# [Directions]
Reproduce all lines of the listing below in which the word "flower" occurs.
Data shown: Begin
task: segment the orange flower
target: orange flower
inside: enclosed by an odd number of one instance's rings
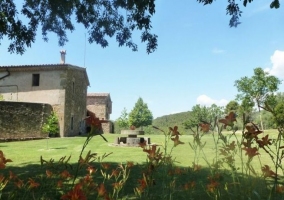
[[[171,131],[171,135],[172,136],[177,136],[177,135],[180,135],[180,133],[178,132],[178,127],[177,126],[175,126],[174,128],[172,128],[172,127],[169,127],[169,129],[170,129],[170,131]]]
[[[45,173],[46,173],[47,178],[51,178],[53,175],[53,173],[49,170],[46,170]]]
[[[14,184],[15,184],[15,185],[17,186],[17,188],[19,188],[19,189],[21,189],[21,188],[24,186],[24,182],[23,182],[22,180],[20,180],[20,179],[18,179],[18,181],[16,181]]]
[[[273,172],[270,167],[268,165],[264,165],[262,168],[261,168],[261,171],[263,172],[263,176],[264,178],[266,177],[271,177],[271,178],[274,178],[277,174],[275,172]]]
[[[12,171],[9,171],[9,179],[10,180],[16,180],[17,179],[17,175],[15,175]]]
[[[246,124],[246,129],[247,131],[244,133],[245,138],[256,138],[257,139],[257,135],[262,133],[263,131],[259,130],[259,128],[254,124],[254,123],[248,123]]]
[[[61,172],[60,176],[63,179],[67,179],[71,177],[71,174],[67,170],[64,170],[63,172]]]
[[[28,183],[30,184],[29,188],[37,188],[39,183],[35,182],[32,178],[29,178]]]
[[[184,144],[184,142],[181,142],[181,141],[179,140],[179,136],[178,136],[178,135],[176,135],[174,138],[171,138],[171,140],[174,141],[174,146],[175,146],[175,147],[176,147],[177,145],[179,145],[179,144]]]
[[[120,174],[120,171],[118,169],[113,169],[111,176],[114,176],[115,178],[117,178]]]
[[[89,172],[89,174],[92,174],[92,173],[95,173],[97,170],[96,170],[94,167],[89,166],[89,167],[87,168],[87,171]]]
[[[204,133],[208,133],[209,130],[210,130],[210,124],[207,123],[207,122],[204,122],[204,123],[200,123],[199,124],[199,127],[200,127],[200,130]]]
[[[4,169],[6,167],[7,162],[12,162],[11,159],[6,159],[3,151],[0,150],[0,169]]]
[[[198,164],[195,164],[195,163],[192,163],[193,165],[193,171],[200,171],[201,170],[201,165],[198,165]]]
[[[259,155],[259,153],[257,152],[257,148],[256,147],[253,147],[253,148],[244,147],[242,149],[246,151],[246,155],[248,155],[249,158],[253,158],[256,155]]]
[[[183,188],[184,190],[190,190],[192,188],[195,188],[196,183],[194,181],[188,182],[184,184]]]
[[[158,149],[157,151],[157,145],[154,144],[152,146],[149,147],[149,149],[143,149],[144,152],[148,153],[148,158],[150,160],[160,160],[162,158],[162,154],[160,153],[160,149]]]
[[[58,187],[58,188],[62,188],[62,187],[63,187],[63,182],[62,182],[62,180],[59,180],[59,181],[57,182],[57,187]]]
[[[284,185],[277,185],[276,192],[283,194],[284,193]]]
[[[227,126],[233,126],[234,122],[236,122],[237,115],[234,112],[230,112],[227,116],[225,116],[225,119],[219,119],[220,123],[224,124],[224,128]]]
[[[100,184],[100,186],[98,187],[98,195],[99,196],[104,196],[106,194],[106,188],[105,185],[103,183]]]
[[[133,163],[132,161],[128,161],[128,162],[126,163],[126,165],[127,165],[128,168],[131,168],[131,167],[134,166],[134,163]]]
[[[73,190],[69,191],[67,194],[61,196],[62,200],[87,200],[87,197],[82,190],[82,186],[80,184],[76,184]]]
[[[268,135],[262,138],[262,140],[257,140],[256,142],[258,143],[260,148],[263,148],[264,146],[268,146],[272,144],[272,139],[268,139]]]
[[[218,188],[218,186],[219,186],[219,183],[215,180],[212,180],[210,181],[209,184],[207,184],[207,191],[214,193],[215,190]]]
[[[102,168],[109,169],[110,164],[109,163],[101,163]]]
Data shown: End
# [Expected answer]
task: segment the orange flower
target: orange flower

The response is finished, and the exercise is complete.